» Work to complete:
Print exactly the line that contains "glow? Mark that spot.", then every following line through the end of the material; include nothing else and no pictures.

______________________________

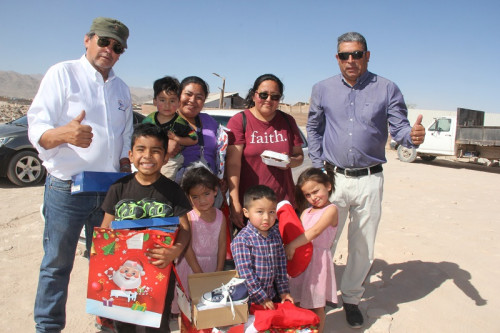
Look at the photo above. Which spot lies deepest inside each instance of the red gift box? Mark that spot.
(122, 284)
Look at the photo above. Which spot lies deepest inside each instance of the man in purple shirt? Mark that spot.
(349, 120)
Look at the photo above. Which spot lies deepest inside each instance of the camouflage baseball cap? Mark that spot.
(108, 27)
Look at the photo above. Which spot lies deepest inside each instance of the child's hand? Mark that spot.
(286, 297)
(160, 256)
(290, 251)
(268, 304)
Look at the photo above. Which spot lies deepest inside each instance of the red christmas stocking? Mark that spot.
(290, 228)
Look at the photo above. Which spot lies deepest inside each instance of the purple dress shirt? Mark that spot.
(348, 126)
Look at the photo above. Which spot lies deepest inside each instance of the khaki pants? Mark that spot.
(360, 199)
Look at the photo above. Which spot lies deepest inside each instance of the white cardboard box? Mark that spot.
(209, 318)
(273, 158)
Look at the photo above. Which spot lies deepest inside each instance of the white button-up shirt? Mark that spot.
(68, 88)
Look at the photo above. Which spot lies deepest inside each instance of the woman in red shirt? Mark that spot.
(261, 127)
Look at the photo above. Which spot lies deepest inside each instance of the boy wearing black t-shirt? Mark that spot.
(166, 100)
(148, 154)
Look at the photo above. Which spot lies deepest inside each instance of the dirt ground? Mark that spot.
(437, 254)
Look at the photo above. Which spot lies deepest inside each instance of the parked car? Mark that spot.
(19, 160)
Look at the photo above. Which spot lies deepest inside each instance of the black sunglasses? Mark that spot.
(104, 42)
(265, 95)
(356, 55)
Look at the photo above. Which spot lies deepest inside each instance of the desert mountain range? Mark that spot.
(13, 84)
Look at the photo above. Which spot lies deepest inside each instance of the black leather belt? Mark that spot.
(356, 172)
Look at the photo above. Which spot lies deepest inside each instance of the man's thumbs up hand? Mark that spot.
(78, 134)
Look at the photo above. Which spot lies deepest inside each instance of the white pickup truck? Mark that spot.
(463, 136)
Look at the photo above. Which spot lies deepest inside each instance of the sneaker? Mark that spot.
(127, 209)
(104, 324)
(234, 292)
(353, 315)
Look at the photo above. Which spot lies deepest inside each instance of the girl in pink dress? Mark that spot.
(207, 250)
(316, 286)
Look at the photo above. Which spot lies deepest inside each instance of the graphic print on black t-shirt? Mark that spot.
(128, 209)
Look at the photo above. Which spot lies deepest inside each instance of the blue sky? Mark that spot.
(442, 54)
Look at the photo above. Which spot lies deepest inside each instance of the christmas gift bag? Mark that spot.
(122, 284)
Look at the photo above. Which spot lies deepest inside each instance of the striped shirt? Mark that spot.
(261, 261)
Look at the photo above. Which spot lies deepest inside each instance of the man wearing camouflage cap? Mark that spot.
(80, 120)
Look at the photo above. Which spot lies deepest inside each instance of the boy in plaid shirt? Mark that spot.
(258, 250)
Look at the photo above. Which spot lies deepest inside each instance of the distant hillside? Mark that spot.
(13, 84)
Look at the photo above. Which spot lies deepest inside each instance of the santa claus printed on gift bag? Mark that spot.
(122, 284)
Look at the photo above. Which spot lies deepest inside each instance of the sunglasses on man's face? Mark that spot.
(104, 42)
(265, 95)
(356, 55)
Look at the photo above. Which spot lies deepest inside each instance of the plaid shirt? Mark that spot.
(261, 261)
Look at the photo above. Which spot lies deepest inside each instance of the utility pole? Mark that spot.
(221, 101)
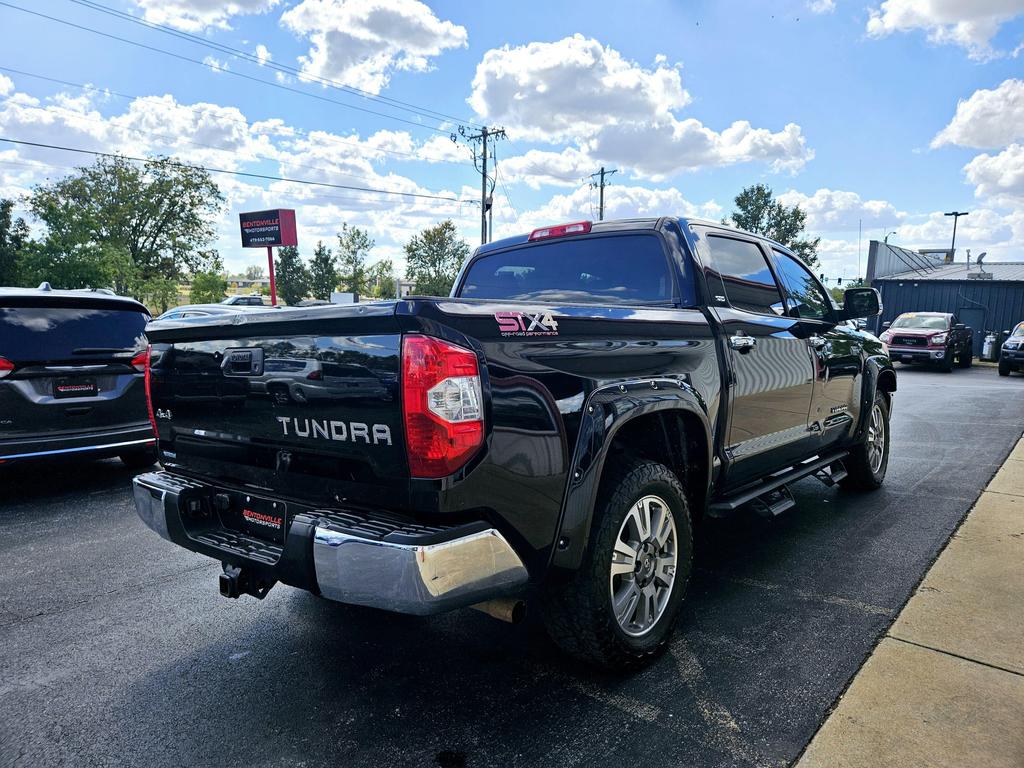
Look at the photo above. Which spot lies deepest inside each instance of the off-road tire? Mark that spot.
(578, 611)
(859, 473)
(139, 459)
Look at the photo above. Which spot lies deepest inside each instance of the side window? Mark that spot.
(744, 275)
(802, 292)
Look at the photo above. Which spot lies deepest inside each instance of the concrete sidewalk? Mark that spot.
(945, 685)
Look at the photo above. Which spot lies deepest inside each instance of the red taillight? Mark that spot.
(146, 365)
(578, 227)
(442, 403)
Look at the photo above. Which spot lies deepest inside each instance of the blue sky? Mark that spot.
(881, 113)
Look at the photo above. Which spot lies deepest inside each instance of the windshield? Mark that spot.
(61, 333)
(923, 322)
(612, 269)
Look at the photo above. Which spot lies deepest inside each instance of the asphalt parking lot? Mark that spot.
(116, 648)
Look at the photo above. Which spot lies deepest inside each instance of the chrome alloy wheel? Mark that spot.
(643, 565)
(876, 439)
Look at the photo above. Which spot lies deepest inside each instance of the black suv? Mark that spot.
(72, 368)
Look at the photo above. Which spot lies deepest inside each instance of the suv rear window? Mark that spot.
(612, 269)
(37, 334)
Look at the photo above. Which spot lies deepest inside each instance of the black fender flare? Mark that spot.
(879, 374)
(607, 411)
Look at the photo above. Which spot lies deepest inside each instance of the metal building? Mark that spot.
(986, 297)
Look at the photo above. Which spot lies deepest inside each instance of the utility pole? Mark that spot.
(955, 215)
(486, 201)
(600, 185)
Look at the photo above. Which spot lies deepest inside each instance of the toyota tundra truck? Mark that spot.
(550, 434)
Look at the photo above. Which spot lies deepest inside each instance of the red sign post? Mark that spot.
(268, 228)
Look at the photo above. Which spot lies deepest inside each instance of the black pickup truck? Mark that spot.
(551, 432)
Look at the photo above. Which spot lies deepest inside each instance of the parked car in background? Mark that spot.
(1012, 353)
(244, 301)
(72, 367)
(932, 338)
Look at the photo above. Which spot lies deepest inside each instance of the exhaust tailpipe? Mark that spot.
(511, 609)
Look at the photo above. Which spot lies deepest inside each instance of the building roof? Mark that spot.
(1006, 271)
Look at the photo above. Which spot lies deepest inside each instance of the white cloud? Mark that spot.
(969, 24)
(989, 119)
(998, 178)
(570, 89)
(196, 15)
(215, 64)
(361, 42)
(615, 111)
(538, 168)
(837, 211)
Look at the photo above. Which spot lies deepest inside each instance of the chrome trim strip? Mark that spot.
(78, 450)
(415, 579)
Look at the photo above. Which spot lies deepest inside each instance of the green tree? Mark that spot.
(434, 258)
(380, 280)
(209, 286)
(758, 211)
(323, 272)
(353, 248)
(161, 214)
(291, 274)
(13, 237)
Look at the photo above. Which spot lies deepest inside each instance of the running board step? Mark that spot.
(832, 474)
(729, 504)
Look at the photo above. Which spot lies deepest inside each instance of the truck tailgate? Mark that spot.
(305, 402)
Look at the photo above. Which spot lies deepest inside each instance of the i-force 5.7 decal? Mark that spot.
(524, 324)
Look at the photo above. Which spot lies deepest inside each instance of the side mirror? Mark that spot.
(860, 302)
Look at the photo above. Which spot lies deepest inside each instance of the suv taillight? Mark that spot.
(442, 403)
(147, 363)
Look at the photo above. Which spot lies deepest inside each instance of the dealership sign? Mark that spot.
(268, 228)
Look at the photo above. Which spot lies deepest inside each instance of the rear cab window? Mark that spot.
(51, 332)
(630, 268)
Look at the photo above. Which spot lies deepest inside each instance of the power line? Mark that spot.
(172, 139)
(239, 53)
(247, 174)
(213, 109)
(182, 57)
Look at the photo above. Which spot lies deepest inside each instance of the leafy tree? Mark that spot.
(758, 211)
(161, 214)
(209, 286)
(323, 272)
(434, 257)
(291, 275)
(380, 280)
(13, 236)
(353, 248)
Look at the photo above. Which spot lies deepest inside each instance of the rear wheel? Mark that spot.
(867, 462)
(139, 459)
(619, 609)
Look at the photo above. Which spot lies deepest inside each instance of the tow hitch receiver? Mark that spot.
(235, 583)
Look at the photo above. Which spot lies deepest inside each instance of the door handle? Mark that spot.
(741, 342)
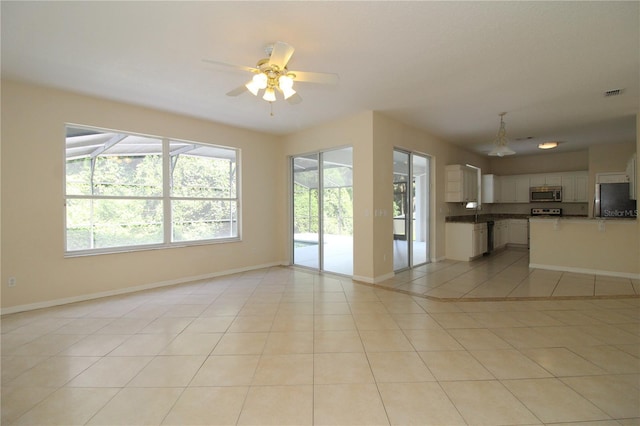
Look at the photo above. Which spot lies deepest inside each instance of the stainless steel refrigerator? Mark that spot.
(612, 201)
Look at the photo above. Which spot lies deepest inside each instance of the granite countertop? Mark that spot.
(482, 218)
(595, 219)
(485, 217)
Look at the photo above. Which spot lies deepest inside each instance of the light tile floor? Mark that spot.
(284, 346)
(505, 275)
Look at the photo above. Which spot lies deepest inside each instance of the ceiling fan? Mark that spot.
(272, 75)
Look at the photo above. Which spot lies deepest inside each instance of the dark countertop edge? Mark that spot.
(502, 216)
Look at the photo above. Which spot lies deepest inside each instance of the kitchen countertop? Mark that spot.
(586, 219)
(483, 218)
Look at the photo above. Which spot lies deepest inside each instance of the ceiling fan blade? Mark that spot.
(237, 91)
(315, 77)
(294, 99)
(281, 54)
(224, 64)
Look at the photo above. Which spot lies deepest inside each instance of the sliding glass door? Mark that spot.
(323, 210)
(410, 209)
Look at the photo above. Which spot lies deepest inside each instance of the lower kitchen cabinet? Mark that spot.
(519, 232)
(465, 241)
(500, 234)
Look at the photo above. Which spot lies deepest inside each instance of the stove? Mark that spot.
(546, 212)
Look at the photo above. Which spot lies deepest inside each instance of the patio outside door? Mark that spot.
(410, 209)
(323, 210)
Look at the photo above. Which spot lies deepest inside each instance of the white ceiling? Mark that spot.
(446, 67)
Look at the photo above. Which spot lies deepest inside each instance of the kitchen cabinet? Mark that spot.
(500, 234)
(519, 232)
(465, 241)
(632, 173)
(574, 187)
(479, 239)
(461, 184)
(515, 189)
(491, 189)
(545, 179)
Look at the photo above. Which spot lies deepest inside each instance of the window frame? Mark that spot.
(166, 199)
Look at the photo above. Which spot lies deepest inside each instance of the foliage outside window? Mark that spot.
(126, 191)
(337, 199)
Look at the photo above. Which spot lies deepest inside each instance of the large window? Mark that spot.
(125, 191)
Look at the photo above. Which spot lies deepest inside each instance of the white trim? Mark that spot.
(630, 275)
(116, 292)
(374, 280)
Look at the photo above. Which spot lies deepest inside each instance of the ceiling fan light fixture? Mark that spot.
(252, 87)
(285, 83)
(501, 143)
(269, 95)
(548, 145)
(260, 80)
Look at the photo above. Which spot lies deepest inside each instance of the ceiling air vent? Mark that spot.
(614, 92)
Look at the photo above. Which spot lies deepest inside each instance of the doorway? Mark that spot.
(322, 209)
(411, 216)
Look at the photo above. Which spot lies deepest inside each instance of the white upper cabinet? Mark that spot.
(632, 170)
(491, 189)
(574, 187)
(515, 189)
(462, 184)
(545, 180)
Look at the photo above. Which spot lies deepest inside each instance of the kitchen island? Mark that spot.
(585, 245)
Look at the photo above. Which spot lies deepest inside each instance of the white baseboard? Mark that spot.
(116, 292)
(374, 280)
(630, 275)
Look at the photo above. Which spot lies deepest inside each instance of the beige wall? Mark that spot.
(355, 131)
(390, 134)
(373, 137)
(606, 159)
(33, 123)
(604, 247)
(543, 163)
(32, 159)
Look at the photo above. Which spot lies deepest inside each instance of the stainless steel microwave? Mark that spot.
(539, 194)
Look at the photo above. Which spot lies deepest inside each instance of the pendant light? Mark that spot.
(501, 143)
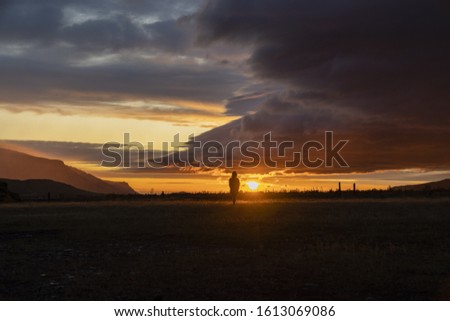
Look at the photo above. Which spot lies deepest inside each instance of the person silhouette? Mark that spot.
(234, 184)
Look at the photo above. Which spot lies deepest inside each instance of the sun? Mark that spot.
(253, 185)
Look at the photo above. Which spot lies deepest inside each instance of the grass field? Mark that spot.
(396, 249)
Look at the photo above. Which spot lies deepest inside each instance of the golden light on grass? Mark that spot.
(253, 185)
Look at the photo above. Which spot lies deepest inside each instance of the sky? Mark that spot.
(77, 74)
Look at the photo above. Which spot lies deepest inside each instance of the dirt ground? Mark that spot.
(395, 249)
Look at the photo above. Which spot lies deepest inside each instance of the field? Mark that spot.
(394, 249)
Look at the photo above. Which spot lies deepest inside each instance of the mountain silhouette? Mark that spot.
(20, 166)
(444, 184)
(43, 189)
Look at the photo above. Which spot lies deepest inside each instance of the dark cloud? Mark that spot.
(96, 25)
(383, 56)
(30, 22)
(36, 85)
(374, 72)
(112, 34)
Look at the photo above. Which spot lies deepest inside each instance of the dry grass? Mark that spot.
(262, 250)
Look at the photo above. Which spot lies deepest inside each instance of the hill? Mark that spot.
(444, 184)
(43, 189)
(20, 166)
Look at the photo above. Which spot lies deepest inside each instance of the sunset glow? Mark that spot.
(253, 185)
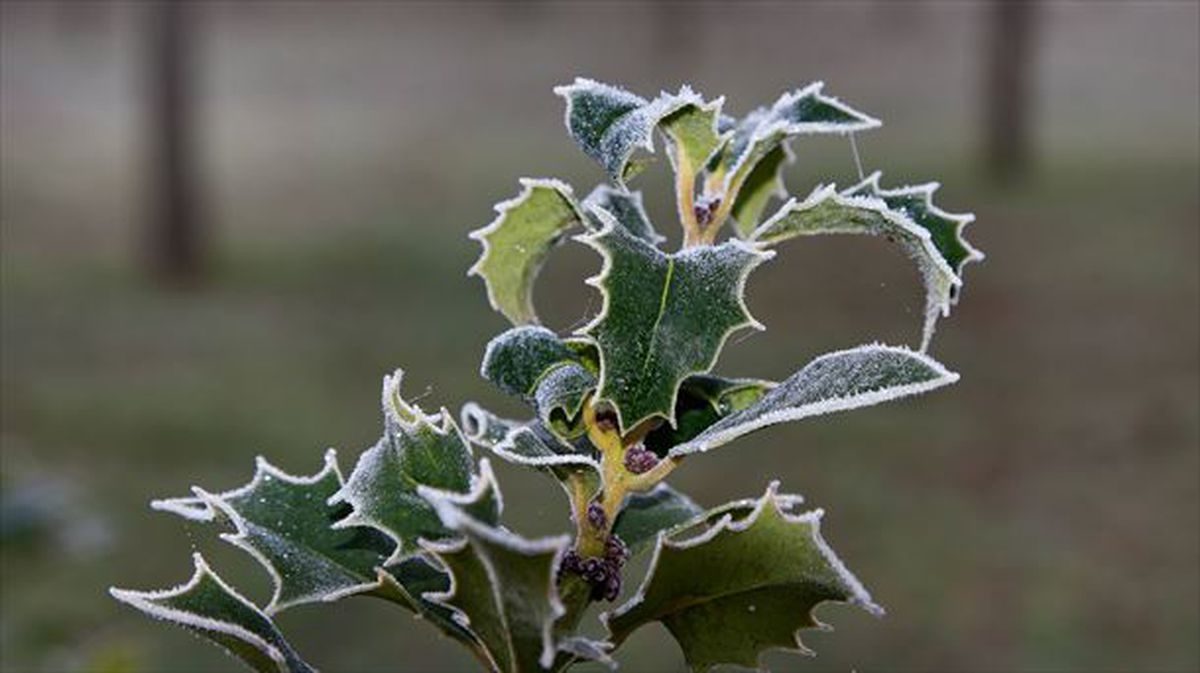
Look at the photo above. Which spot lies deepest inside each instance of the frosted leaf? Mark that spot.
(917, 204)
(610, 122)
(757, 137)
(837, 382)
(417, 450)
(647, 514)
(532, 445)
(627, 209)
(741, 587)
(516, 242)
(283, 522)
(826, 211)
(502, 586)
(665, 317)
(211, 608)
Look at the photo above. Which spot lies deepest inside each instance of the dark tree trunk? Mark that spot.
(1008, 84)
(175, 240)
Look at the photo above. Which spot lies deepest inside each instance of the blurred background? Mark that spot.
(223, 222)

______________________________

» Problem solution:
Look at the photo above. Which spot lies deepest inside each instance of the sunset glow? Mark that spot.
(253, 185)
Look at the photo above. Which spot lies deepest inside each instance of the frosted leaf? Mark that spot.
(917, 204)
(610, 122)
(757, 137)
(837, 382)
(417, 450)
(647, 514)
(532, 445)
(627, 209)
(741, 587)
(516, 242)
(283, 522)
(826, 211)
(502, 586)
(665, 317)
(211, 608)
Look at the photo above. Which spot lies deepest inside each instance of the dark tree trunk? Mark that spot.
(1008, 84)
(175, 240)
Look at the photo above. Which spot lies deepest inside each instance of the blurred background? Mark that spot.
(223, 222)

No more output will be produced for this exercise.